● Actions to take:
**A.** Answer these questions using the passage on procurement analytics:
(i) In which two kinds of scope does the passage describe the expansion of procurement analytics?
(ii) In the early era of procurement management, what was its main role?
(iii) In that early scope, procurement analytics typically worked as part of what systems?
**B.** Carry on the passage about procurement analytics, starting right after its final sentence.

Procurement analytics, which supports decision making in procurement management, typically handles problems and decisions that are related to cost reduction, supplier management, cost modeling, procurement-led innovation, market strategies, supply chain risk, and stakeholder value improvement (Handfield, Jeong, and Choi 2019). As the domain of procurement management expands and the enabling technology for procurement analytics evolves, the scope of procurement analytics will also expand.  We can think of this expansion in terms of organizational scope and temporal scope.

The organizational scope of procurement analytics mirrors the domain of procurement management and grows as the role and perception of procurement management expand. In the early era of procurement management, the main role of procurement management was to contribute to achieving high efficiency in internal resource management. Despite a few pioneering perspectives in 1950s and 1960s (Alfalla-Luque and Medina-López 2009), supply chain management (OSCM) centered on operations within internal organizations during its early history. Thus, the focus of procurement management in this era was chiefly on how to efficiently trace and utilize tangible and intangible goods purchased from suppliers. Thus, procurement analytics in this scope typically worked as a part of resource planning systems, digitizing and managing the information of resource inputs. While this role of procurement analytics improves the efficiency of internal operations (e.g., better order timing), the digitized information typically entails information quality issues. Information within organizations is often managed with non-comparable formats and incoherent schema, lowering the veracity of information and resource efficiency . Even today, emerging research finds that managers observe the non-negligible level of inaccuracy in data for physical goods challenges and that such inaccuracy requires time-consuming practices to be corrected.

Saved entries:
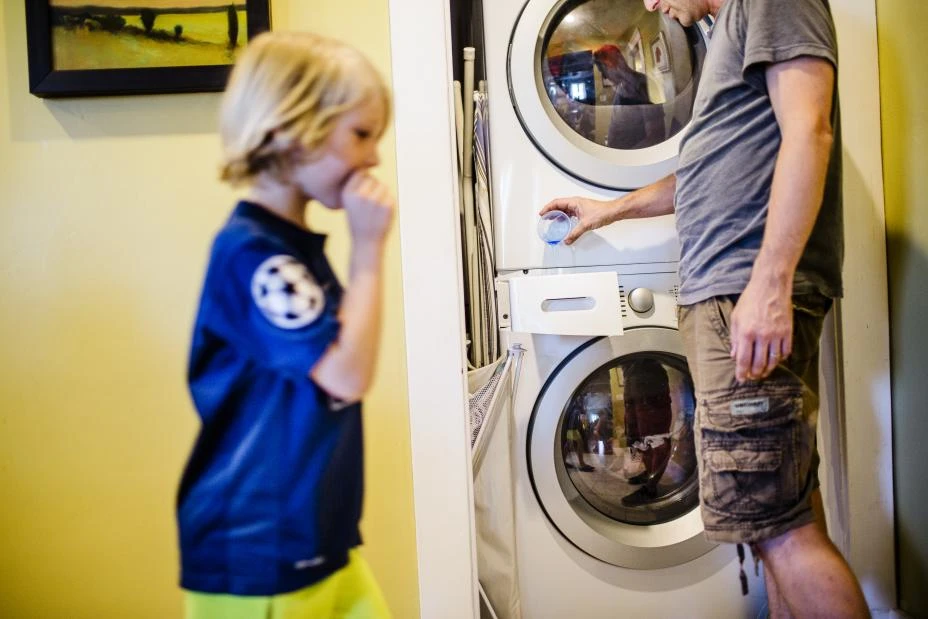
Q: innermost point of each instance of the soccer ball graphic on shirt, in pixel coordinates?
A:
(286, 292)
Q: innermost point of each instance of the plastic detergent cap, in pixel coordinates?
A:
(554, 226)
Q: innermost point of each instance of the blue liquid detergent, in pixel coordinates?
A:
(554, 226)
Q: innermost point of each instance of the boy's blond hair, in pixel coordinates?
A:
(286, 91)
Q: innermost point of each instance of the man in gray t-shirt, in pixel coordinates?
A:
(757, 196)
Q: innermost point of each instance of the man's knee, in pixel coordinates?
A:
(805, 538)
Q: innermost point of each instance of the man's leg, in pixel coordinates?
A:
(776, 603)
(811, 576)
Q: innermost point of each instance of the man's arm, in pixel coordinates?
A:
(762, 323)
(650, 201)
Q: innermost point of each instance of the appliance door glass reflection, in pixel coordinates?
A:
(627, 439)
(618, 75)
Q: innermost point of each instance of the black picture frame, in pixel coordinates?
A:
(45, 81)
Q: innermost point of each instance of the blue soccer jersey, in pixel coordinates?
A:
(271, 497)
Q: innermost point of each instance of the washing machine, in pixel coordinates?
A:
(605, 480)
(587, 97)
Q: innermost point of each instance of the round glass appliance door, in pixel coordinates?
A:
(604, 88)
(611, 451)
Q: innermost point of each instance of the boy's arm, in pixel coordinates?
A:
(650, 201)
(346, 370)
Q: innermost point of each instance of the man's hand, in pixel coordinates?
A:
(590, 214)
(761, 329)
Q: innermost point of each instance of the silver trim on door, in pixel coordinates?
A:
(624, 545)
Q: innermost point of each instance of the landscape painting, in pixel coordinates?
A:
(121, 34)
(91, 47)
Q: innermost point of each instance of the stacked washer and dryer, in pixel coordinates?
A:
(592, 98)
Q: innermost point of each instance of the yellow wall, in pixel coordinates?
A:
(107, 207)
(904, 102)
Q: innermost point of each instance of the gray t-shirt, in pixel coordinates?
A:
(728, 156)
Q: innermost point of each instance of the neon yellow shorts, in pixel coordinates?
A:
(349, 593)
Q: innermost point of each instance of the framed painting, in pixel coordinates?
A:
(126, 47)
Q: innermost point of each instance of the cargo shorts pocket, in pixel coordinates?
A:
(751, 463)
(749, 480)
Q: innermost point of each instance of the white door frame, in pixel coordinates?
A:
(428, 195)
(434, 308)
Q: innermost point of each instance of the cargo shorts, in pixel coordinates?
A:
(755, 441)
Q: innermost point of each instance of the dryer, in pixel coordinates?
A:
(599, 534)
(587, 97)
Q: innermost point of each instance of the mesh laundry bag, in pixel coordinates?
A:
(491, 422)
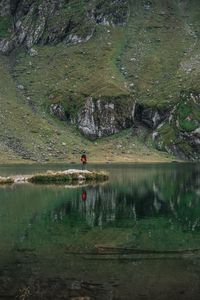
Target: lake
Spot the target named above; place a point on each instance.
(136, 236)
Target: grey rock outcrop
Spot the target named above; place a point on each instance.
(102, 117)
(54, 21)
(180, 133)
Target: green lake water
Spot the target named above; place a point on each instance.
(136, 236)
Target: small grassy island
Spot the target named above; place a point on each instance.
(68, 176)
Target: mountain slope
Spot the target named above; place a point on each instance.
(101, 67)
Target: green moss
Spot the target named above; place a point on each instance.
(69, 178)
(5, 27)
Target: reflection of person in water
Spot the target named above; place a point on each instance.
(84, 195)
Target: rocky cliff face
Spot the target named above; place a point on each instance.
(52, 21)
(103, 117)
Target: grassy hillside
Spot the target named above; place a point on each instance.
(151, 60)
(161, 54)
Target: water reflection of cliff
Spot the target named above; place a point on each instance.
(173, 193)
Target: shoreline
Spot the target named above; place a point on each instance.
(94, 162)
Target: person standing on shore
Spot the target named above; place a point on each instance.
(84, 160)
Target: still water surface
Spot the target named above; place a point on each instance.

● Answers for the exercise:
**A.**
(i) Organizational scope and temporal scope.
(ii) To help achieve high efficiency in internal resource management.
(iii) Resource planning systems.

**B.**
The organizational scope of procurement analytics shifted from efficiency of internal organizations to information interfaces with suppliers as the importance of outsourcing increased. In addition, the wide introduction of IT-enabled digital communication between organizations lowered transaction costs by integrating supply chain in the information domain.   This inter-organizational information flow entails new challenges in procurement analytics: organizational boundaries generate information friction and lowers the visibility of information (Barratt and Oke 2007). Since the level of data shifts from internal information to inter-firm information, dyadic level data management, which has higher technological complexity and coordination cost than management of internal data, is required. Moreover, sourcing organizations increasingly adopted centralized sourcing strategy, raising the importance of data analytics in sourcing. Since both outsourcing and centralized sourcing are primarily conducted to reduce costs , procurement analytics is expected to provide groundwork that assists managers with decision making within alternative sets (e.g., visualization and decision support). Furthermore, the information quality issue is still present in this scope: information distortion determines the value of information sharing across organizations in buyer-supplier relationships  Barratt and Oke 2007).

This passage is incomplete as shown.